:: INFORMATION

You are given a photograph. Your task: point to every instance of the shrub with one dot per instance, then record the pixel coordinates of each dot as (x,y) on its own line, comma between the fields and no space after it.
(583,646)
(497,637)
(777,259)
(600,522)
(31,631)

::::

Repeat each entry above exactly as shown.

You are given a photograph. Your task: point to every instance of the shrub with one dot per instance, then record the pixel coordinates of each dot as (x,y) on its own line, comma between the fields and no space after it.
(583,646)
(497,637)
(777,259)
(600,522)
(31,631)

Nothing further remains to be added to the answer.